> _Work instruction_
Please reproduce the passage of the article on AI in cybersecurity, starting with "A blue glowing" and going on through "is, one of the leading applications for AI.".

> _Supplied text_

################

A blue glowing microchip with an image of a brain sits on a circuit board


As one of the industries that is wholly focused on the online world, cybersecurity was, and is, one of the leading applications for AI.

(ROSENBERG, Texas) – Before the invention of the chainsaw, woodcutters used saws and axes to chop down trees needed for firewood. The addition of the chainsaw made cutting trees easier and quicker than ever before.

Wallace Pennington, an instructor in the Cybersecurity program at Texas State Technical College’s East Williamson County campus, believes that the recent innovations in artificial intelligence are poised to do the same for the cybersecurity field.

He noted, however, that the inclusion of AI has already been a long-standing tradition in the cybersecurity industry. As one of the industries that is wholly focused on the online world, cybersecurity was one of the leading applications for AI.

“The reason why (AI has been used) is because when you do traffic analysis in cybersecurity and you’re looking for anomalies, artificial intelligence and machine learning applications can review amazingly large sets of data and look for those anomalies that humans can’t,” Pennington said.

################

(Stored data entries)
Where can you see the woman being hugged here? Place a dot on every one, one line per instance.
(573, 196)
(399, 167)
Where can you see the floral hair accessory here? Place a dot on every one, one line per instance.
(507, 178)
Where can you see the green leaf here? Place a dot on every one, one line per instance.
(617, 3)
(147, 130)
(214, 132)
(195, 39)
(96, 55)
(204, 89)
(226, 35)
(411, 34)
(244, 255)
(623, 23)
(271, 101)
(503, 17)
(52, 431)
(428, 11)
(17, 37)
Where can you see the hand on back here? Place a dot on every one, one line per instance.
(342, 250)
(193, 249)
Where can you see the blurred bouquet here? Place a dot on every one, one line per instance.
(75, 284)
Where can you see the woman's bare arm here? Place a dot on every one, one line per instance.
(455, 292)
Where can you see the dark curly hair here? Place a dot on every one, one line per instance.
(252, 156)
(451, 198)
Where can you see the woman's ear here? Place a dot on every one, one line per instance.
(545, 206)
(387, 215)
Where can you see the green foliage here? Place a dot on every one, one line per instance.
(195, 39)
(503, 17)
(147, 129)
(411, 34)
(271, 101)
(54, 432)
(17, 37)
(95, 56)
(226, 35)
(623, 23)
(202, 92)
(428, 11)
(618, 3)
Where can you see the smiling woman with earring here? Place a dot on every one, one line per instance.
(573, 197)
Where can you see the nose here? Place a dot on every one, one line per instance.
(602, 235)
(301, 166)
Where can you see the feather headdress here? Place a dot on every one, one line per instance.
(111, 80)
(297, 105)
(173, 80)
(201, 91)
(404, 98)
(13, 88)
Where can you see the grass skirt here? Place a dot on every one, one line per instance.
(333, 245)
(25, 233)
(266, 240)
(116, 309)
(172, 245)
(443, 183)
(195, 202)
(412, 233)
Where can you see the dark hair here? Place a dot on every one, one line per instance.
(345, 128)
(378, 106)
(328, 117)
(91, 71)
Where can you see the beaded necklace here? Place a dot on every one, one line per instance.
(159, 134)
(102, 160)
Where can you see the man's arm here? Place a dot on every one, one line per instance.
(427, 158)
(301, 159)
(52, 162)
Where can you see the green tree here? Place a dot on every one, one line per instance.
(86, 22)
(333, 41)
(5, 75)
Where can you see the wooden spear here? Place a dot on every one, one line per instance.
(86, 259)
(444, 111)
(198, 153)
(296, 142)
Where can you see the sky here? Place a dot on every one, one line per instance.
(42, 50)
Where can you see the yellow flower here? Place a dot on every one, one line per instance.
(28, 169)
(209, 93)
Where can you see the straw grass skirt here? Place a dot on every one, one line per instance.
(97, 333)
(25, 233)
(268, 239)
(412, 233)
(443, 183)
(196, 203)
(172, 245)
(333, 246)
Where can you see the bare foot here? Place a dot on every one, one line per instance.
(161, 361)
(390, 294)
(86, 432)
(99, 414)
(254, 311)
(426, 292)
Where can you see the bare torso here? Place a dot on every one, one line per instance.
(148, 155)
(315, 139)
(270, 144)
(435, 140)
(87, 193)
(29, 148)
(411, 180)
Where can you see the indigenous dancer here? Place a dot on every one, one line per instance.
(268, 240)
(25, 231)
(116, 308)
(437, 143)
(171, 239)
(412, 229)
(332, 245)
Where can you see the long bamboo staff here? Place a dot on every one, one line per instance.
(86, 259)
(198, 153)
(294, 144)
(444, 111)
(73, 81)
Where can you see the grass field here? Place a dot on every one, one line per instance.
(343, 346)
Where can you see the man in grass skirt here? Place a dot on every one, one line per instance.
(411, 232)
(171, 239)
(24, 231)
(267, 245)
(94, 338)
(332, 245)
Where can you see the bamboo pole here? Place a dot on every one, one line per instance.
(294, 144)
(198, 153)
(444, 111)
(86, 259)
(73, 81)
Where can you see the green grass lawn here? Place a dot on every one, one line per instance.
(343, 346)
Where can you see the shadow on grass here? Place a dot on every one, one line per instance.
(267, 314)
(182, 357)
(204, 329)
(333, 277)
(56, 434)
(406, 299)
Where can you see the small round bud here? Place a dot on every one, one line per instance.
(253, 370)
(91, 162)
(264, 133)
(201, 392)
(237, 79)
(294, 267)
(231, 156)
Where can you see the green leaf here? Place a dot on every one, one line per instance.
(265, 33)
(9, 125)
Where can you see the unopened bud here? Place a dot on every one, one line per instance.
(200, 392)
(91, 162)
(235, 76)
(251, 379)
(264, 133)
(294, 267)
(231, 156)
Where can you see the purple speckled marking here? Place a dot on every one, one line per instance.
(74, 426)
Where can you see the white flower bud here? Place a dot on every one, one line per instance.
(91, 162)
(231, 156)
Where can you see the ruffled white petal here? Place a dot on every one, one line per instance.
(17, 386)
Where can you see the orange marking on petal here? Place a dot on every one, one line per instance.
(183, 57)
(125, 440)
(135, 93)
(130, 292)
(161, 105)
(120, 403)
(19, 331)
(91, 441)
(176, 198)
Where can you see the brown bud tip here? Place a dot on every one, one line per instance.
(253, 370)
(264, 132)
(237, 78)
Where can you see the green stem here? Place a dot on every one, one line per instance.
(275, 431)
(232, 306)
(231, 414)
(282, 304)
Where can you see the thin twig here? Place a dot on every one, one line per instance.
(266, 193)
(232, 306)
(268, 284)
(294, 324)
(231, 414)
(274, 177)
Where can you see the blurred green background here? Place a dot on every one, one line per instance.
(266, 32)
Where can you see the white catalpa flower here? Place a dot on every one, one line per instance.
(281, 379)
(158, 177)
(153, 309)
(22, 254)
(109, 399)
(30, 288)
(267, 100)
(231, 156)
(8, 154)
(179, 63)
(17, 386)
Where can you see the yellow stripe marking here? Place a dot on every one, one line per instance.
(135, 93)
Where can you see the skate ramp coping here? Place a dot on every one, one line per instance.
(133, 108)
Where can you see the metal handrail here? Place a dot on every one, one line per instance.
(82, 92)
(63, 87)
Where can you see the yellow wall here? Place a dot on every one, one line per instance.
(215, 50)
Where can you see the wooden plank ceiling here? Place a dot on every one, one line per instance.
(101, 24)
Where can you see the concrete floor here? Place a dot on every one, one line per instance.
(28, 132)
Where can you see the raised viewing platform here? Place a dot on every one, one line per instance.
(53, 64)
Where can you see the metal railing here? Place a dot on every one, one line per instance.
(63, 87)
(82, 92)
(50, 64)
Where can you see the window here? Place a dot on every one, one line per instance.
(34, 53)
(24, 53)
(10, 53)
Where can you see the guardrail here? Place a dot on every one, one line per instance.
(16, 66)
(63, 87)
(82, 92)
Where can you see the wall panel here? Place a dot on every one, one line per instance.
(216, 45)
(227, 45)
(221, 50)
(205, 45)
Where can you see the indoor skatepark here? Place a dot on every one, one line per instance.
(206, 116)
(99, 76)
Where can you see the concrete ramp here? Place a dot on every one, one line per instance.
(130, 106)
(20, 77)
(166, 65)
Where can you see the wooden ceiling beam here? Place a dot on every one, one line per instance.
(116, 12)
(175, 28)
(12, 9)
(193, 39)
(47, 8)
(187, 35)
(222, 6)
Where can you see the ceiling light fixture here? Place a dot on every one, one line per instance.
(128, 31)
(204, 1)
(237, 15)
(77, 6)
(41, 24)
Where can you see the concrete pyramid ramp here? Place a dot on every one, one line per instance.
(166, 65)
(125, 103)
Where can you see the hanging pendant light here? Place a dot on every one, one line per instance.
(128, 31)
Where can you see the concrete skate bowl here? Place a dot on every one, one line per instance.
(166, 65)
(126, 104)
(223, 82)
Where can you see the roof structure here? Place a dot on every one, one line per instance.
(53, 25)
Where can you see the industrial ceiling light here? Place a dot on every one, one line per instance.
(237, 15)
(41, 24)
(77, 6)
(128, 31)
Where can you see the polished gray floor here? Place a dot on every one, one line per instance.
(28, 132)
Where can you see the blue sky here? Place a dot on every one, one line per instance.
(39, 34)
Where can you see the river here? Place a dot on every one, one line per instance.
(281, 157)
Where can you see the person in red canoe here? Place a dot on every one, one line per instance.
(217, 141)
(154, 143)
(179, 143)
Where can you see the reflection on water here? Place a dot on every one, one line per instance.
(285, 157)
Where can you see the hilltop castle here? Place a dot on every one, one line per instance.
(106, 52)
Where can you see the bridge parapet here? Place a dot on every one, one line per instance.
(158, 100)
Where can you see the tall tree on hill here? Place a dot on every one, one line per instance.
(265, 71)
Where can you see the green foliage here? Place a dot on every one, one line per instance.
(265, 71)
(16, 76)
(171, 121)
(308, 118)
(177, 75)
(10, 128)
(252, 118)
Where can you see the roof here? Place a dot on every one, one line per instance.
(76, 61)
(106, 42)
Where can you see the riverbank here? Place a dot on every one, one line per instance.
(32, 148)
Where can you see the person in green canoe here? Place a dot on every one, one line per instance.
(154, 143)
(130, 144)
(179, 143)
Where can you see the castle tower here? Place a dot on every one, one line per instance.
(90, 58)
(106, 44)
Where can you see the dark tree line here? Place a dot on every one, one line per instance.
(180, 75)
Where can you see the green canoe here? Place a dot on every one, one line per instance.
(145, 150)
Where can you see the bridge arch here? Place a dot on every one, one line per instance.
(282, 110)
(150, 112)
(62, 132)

################

> _Solution below_
A blue glowing microchip with an image of a brain sits on a circuit board


As one of the industries that is wholly focused on the online world, cybersecurity was, and is, one of the leading applications for AI.